==== Text segment
United States District Court, M.D. Florida, Fort Myers Division

March 27, 2017

DAVID LEE SWANSON, JR., Plaintiff,
v.
MICHAEL J. SCOTT, in his official capacity as Sheriff of Lee County, Florida, ROBERT E. SMITH, ERIC M. ZERCHER, and JONATHAN S. ARMATO, Defendants.

          OPINION AND ORDER

          JOHN E. STEELE, SENIOR UNITED STATES DISTRICT JUDGE

         This matter comes before the Court on defendants' Motions to Dismiss (Doc. #16; Doc. #19) filed on February 23, 2017. Plaintiff David Lee Swanson, Jr. (plaintiff or Swanson) filed a response in opposition (Doc. #26) on March 17, 2017. For the reasons set forth below, the motions are granted with leave to amend.

         I.

         On May 31, 2016, Swanson filed a five-count Complaint (Doc. #2), alleging both common law and 42 U.S.C. § 1983 claims against defendants for malicious prosecution, as well as a claim for civil conspiracy pursuant to 42 U.S.C. § 1983 against all defendants. The claims stem from plaintiff's arrest on December 5, 2008, and subsequent criminal prosecution on drug charges. Plaintiff alleges that he was arrested based on false affidavits of defendants Smith, Zercher, and Armato, who are all police officers with the Lee County Sheriff's Office. Plaintiff alleges that following his arrest he was charged with six felony offenses and found guilty based upon the officers' false testimony. Plaintiff's sentence was subsequently vacated for ineffective assistance of counsel, and the State Attorney's Office ultimately filed a nolle prosequi on the charges.
========
==== Entries supplied
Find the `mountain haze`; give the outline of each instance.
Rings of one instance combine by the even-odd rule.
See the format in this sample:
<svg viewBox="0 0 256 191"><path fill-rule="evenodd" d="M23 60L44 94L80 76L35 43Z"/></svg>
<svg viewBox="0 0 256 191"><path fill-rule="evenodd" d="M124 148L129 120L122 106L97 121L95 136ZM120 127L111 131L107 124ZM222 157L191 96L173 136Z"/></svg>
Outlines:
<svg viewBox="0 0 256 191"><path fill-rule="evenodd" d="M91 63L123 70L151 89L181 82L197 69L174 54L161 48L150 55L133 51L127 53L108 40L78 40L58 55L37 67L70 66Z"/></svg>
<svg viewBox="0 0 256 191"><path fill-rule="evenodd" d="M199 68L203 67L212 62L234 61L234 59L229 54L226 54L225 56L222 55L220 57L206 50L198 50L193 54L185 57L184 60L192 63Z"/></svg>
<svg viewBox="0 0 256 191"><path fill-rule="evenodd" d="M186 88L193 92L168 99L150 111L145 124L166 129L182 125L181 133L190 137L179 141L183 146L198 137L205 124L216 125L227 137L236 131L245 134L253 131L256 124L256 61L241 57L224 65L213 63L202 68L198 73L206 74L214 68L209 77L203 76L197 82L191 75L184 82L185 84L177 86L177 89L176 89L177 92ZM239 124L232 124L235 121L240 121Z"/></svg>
========
* _Short problem A_:
Transcribe the court opinion between "MICHAEL J. SCOTT, in" and "leave to amend.", inclusive.
* _Short problem B_:
Restate word for word the Boundary labeling rows from their start through the line containing "60L44 94L80 76L35", inclusive.
These rows have no connection to the court opinion.

* _Complete output A_:
MICHAEL J. SCOTT, in his official capacity as Sheriff of Lee County, Florida, ROBERT E. SMITH, ERIC M. ZERCHER, and JONATHAN S. ARMATO, Defendants.

          OPINION AND ORDER

          JOHN E. STEELE, SENIOR UNITED STATES DISTRICT JUDGE

         This matter comes before the Court on defendants' Motions to Dismiss (Doc. #16; Doc. #19) filed on February 23, 2017. Plaintiff David Lee Swanson, Jr. (plaintiff or Swanson) filed a response in opposition (Doc. #26) on March 17, 2017. For the reasons set forth below, the motions are granted with leave to amend.

* _Complete output B_:
Find the `mountain haze`; give the outline of each instance.
Rings of one instance combine by the even-odd rule.
See the format in this sample:
<svg viewBox="0 0 256 191"><path fill-rule="evenodd" d="M23 60L44 94L80 76L35 43Z"/></svg>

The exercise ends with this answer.